## START
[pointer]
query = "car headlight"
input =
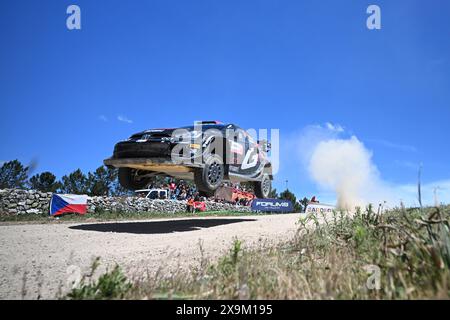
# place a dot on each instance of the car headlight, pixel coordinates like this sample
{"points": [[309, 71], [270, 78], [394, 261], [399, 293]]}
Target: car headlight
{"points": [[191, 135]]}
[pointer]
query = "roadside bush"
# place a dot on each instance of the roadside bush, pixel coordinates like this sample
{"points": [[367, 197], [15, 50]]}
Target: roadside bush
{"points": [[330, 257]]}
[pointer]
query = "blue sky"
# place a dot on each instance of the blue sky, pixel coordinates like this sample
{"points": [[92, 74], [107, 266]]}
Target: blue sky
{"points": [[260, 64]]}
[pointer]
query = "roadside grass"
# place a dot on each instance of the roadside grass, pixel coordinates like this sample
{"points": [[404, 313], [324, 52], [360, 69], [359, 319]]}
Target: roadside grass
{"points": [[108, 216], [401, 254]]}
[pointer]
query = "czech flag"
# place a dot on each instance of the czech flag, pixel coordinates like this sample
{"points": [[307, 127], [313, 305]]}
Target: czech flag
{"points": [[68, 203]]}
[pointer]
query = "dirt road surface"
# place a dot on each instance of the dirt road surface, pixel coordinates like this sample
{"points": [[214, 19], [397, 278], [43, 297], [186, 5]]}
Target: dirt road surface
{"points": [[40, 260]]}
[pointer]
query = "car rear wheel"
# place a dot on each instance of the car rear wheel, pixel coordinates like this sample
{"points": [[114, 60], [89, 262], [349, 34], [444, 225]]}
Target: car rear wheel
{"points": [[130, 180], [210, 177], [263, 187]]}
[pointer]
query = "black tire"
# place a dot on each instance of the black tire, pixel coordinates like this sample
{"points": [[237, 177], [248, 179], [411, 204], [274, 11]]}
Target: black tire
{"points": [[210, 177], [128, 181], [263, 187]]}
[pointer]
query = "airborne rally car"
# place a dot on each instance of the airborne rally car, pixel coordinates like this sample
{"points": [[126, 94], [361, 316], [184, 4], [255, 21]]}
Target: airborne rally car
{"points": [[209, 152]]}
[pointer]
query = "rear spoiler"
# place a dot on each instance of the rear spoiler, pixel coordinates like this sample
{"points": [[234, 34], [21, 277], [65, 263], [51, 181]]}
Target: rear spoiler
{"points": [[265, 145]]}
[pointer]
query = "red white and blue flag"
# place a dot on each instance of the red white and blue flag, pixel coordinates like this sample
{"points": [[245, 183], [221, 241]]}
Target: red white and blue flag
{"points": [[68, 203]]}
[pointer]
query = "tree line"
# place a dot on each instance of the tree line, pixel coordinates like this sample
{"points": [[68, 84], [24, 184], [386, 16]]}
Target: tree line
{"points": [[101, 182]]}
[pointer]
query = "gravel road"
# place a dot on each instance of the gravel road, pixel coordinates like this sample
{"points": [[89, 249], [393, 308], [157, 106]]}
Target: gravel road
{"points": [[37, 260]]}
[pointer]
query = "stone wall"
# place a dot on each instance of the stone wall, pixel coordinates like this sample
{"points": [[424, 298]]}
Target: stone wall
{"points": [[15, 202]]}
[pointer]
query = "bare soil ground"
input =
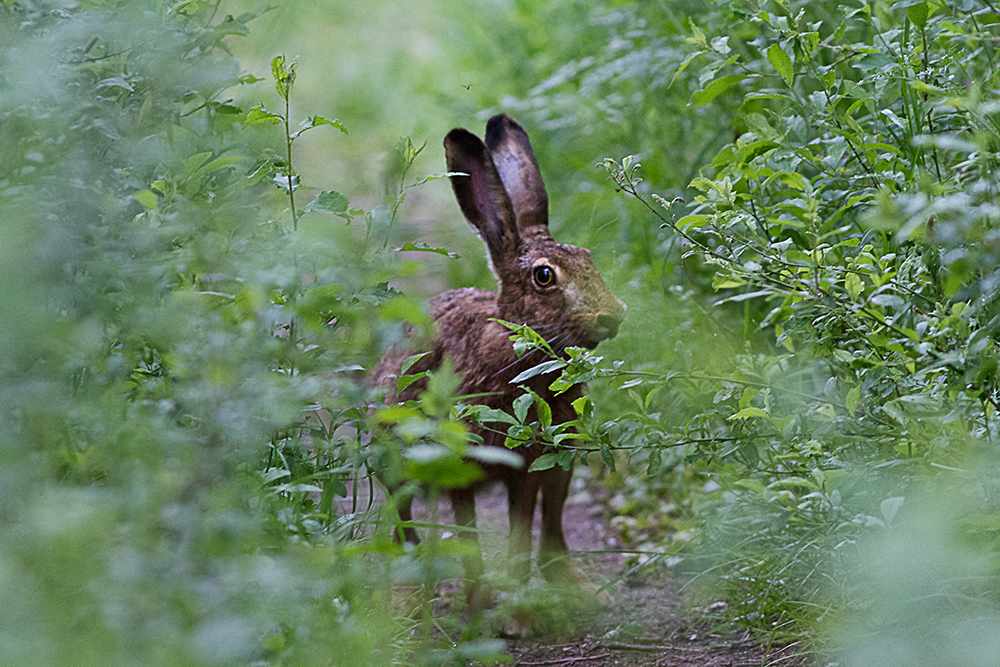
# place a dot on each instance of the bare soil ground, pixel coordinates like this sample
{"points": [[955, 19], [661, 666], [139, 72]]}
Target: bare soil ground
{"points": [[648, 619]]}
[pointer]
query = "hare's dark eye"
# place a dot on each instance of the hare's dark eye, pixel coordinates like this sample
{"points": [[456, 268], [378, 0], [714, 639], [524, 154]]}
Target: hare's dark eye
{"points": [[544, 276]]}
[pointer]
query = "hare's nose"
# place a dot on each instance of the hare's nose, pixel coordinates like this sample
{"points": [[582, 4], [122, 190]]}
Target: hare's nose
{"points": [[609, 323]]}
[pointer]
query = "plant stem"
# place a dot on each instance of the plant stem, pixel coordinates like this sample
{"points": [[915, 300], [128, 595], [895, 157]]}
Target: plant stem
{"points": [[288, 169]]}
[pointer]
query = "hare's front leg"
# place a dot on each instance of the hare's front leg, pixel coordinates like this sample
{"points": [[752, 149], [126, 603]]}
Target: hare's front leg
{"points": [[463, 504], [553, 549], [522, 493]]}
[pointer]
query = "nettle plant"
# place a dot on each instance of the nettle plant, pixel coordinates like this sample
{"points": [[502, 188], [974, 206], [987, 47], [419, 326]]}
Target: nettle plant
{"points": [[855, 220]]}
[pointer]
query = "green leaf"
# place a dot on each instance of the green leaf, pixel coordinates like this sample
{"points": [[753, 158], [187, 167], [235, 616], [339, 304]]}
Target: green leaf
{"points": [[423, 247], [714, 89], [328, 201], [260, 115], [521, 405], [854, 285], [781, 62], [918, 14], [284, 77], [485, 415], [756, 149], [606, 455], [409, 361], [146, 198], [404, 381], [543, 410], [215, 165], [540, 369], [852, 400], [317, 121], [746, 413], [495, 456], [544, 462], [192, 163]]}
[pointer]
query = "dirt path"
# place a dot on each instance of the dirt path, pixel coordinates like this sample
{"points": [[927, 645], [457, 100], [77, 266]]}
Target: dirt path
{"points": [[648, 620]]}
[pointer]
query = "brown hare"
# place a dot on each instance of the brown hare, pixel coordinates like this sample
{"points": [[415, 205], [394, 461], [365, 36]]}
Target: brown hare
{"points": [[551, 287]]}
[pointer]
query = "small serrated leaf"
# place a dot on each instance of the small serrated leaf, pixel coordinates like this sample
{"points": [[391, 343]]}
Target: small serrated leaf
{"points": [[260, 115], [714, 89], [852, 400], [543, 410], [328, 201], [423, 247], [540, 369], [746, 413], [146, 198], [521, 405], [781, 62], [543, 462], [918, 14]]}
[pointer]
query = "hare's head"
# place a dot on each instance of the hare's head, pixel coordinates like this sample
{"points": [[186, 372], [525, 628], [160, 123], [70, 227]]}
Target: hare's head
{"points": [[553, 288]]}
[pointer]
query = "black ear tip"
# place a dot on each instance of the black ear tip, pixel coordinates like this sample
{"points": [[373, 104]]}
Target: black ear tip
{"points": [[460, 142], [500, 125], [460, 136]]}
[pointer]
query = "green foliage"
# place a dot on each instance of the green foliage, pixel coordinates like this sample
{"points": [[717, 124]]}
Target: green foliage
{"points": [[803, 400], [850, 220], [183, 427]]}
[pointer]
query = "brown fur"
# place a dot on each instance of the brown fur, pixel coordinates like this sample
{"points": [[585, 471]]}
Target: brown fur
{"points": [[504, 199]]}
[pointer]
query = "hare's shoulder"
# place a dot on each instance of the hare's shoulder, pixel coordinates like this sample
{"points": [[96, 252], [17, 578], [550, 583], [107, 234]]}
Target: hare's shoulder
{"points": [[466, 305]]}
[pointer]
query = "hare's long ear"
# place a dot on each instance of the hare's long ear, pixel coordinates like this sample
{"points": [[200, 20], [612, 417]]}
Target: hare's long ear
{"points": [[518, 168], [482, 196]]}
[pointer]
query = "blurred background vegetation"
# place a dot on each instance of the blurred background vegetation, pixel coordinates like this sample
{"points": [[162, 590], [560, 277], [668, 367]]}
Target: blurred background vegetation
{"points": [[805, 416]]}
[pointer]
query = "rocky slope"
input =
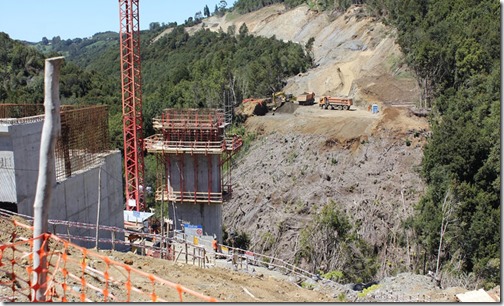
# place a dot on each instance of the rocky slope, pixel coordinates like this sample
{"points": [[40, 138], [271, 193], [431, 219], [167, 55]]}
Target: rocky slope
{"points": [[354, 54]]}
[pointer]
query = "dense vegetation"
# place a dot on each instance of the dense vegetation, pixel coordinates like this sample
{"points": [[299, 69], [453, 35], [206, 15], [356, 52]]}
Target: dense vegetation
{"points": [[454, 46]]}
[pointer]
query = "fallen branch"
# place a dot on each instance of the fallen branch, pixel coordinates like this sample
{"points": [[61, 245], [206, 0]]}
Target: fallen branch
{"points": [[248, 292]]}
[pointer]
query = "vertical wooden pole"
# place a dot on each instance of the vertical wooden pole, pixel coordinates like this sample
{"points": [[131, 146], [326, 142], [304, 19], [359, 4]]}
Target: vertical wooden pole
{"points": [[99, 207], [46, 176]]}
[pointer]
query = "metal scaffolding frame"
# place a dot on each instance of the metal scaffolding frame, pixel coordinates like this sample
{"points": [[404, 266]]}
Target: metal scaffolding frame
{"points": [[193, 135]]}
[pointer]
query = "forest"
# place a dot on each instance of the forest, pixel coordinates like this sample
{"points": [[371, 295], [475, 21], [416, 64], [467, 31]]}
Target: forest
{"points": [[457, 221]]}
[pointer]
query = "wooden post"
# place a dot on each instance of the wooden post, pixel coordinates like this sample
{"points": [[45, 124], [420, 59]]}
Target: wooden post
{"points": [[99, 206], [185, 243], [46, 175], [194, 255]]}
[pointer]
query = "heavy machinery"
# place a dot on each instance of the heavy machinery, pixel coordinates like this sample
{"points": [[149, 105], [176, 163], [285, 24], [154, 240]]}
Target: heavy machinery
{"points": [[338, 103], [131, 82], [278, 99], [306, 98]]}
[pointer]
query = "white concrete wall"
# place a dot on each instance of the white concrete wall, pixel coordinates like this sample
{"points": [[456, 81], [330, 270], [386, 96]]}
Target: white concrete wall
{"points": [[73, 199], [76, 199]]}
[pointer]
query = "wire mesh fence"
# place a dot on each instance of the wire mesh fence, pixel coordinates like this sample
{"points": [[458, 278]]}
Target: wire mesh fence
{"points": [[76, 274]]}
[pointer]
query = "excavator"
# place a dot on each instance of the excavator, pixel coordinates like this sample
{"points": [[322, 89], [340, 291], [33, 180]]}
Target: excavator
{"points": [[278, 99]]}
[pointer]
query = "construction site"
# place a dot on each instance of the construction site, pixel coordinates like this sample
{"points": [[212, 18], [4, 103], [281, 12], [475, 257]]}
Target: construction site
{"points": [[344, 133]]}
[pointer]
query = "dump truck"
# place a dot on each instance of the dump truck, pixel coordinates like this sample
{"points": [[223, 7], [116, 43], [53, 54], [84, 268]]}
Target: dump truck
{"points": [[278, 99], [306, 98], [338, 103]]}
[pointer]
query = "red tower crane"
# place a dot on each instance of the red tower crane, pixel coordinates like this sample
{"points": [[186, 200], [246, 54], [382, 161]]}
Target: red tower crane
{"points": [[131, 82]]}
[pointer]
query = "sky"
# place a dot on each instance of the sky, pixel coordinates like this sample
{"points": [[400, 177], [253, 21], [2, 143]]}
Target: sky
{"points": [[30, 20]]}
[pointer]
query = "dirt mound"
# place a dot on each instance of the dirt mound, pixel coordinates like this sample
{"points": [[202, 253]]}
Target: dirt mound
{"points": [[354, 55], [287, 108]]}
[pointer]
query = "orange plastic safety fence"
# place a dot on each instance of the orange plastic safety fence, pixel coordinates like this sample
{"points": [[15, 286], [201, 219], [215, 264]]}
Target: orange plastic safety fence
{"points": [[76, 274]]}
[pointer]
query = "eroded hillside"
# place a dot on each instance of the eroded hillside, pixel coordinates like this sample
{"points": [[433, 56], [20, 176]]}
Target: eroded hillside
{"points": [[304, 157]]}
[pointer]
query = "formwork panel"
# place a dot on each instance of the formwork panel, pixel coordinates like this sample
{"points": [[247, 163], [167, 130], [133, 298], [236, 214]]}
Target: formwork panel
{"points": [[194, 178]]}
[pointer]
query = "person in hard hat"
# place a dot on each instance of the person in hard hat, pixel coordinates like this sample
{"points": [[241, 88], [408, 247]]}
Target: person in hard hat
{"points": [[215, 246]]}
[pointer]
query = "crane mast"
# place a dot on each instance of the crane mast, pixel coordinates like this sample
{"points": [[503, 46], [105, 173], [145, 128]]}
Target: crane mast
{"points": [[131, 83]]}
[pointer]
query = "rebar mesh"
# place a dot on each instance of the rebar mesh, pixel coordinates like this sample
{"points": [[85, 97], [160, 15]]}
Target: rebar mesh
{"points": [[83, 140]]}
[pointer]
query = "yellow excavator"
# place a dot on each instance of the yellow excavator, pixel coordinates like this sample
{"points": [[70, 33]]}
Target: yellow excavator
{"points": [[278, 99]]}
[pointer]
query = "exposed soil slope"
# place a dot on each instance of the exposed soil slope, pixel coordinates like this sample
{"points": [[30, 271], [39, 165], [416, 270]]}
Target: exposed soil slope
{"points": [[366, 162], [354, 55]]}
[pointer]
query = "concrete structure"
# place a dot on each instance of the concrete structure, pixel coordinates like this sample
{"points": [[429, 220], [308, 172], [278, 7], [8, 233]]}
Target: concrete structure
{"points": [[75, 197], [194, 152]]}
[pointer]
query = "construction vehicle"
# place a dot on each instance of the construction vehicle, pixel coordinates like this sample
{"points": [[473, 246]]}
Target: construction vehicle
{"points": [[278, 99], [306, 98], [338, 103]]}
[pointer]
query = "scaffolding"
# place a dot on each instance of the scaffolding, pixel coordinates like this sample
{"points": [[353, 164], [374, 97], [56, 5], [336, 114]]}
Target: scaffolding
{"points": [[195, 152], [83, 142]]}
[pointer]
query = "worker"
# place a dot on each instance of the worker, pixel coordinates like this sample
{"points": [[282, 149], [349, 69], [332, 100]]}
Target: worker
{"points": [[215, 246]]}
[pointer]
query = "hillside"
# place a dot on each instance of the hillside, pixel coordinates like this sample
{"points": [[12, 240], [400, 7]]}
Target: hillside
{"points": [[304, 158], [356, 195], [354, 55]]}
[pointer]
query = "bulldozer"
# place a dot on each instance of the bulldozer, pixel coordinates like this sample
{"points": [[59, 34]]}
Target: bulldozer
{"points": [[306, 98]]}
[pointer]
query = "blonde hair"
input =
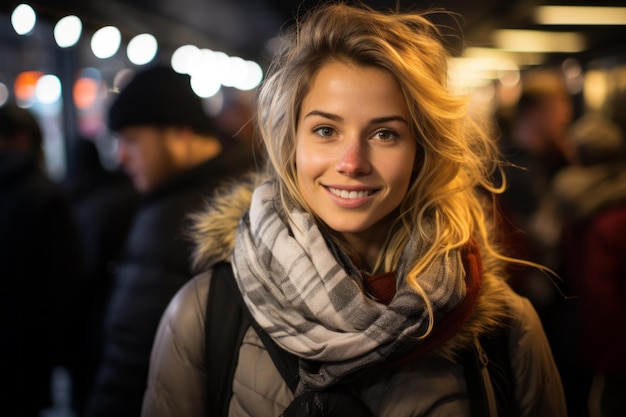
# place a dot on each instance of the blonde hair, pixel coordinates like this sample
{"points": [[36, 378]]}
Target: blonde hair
## END
**Exercise brief**
Pull out each line of the material above that contains the word "foliage".

**Reply**
query = "green foliage"
# place a dot on each instance of the green foliage, pixel coordinates like this sample
Target: green foliage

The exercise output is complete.